**Dataset extract**
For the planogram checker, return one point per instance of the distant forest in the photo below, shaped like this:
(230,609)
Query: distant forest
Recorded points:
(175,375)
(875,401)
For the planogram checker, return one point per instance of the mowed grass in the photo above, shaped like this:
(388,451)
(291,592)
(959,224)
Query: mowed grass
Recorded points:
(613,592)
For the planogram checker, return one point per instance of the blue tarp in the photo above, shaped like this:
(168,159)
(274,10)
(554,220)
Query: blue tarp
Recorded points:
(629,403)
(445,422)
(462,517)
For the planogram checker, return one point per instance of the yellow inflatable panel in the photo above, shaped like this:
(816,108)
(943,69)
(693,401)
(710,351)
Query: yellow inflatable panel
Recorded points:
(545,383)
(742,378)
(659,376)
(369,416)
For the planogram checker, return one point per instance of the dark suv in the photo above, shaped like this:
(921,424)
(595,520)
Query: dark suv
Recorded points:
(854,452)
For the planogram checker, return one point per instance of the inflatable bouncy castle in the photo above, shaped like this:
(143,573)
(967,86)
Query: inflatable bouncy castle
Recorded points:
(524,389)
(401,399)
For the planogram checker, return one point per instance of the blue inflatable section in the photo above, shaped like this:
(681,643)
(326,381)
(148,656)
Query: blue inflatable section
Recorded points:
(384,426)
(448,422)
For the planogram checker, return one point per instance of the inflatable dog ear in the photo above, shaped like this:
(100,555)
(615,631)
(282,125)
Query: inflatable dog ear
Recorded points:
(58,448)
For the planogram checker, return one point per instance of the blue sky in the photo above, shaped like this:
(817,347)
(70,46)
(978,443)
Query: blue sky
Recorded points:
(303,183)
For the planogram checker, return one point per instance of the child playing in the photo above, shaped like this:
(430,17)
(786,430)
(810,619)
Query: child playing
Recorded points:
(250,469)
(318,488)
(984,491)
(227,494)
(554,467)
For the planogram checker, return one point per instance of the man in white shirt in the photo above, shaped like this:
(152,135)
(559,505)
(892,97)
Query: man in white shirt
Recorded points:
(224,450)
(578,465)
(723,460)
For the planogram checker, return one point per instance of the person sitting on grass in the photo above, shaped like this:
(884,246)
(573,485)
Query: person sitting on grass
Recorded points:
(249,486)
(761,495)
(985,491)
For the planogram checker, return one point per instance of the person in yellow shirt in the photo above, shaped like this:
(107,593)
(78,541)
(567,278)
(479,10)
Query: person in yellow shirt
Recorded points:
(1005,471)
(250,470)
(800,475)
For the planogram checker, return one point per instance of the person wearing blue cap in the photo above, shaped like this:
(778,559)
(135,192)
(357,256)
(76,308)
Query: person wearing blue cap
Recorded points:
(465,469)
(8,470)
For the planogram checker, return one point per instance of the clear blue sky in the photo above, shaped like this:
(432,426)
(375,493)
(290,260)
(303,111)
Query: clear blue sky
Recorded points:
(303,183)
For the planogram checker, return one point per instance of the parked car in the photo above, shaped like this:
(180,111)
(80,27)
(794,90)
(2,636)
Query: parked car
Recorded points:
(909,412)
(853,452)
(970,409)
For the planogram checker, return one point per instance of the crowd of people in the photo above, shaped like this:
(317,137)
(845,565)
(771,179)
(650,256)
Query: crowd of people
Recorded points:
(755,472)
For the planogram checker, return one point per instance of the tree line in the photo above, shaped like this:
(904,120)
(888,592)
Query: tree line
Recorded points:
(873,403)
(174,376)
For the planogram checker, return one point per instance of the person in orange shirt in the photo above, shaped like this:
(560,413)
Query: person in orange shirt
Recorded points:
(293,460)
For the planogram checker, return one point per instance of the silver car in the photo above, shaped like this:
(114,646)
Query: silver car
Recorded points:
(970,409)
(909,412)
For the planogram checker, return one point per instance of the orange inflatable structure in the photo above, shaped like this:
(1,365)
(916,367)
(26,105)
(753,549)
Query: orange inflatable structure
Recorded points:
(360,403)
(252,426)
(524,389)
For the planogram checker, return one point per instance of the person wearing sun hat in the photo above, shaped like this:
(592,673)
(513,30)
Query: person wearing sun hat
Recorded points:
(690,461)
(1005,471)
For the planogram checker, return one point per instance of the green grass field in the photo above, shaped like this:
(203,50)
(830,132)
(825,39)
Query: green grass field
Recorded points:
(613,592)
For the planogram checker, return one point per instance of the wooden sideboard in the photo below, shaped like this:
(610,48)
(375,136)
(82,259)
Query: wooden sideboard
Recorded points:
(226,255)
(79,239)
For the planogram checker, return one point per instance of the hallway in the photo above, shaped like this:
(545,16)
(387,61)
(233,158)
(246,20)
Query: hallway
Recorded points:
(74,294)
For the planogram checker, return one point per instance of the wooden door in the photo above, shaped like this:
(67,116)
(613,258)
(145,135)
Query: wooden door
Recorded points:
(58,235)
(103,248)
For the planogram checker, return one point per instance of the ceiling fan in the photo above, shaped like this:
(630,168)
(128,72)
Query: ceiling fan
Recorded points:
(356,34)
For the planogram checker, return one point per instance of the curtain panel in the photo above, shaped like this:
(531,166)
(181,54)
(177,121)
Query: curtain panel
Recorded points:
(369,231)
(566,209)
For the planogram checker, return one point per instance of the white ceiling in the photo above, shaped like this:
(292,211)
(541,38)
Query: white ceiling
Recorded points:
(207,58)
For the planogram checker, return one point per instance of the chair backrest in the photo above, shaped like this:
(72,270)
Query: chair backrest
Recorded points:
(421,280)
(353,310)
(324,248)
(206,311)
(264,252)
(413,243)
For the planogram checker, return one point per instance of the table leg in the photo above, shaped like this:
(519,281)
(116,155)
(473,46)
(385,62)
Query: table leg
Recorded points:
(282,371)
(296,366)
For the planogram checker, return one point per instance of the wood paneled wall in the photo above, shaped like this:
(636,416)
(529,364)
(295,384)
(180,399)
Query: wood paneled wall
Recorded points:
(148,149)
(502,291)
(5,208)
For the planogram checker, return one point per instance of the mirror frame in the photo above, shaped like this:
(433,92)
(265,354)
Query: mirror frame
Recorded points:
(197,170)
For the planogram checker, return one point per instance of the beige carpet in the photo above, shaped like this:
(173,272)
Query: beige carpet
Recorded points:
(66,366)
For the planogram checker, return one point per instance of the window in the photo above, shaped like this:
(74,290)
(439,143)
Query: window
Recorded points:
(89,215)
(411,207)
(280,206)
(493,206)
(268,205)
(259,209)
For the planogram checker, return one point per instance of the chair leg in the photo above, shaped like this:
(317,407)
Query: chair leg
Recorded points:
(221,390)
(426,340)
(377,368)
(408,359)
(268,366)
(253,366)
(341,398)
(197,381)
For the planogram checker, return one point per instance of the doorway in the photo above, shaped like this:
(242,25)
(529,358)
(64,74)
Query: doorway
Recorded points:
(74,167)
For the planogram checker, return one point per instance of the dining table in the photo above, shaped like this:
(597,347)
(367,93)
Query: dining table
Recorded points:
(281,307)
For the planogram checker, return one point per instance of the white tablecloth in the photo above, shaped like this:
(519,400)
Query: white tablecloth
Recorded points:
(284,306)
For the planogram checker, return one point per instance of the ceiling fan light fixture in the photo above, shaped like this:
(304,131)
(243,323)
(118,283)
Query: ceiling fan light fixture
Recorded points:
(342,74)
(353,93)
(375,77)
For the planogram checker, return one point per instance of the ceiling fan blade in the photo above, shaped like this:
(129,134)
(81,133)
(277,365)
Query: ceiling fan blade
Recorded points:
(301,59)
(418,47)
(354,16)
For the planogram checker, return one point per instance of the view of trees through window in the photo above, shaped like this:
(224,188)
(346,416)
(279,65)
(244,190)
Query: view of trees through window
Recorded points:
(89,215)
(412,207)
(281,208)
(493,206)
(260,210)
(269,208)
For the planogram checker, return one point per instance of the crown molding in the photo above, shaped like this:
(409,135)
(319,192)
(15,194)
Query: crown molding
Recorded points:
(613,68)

**Your instructions**
Starting at the line that contains "of the view", repeat each line exactly through the last one in the listing. Include both of those lines and nothing more.

**Answer in full**
For the planogram checker, return one point per instance of the view of trees through window in the photo above, shaped like this:
(224,188)
(346,416)
(279,65)
(244,190)
Query: view of trees through window
Recorded points:
(89,215)
(412,207)
(281,208)
(493,206)
(260,210)
(269,208)
For the planogram checker, return one point per instance of the crown molding in the photo above, shaped like this:
(409,135)
(319,192)
(15,194)
Query: crown molding
Recorded points:
(613,68)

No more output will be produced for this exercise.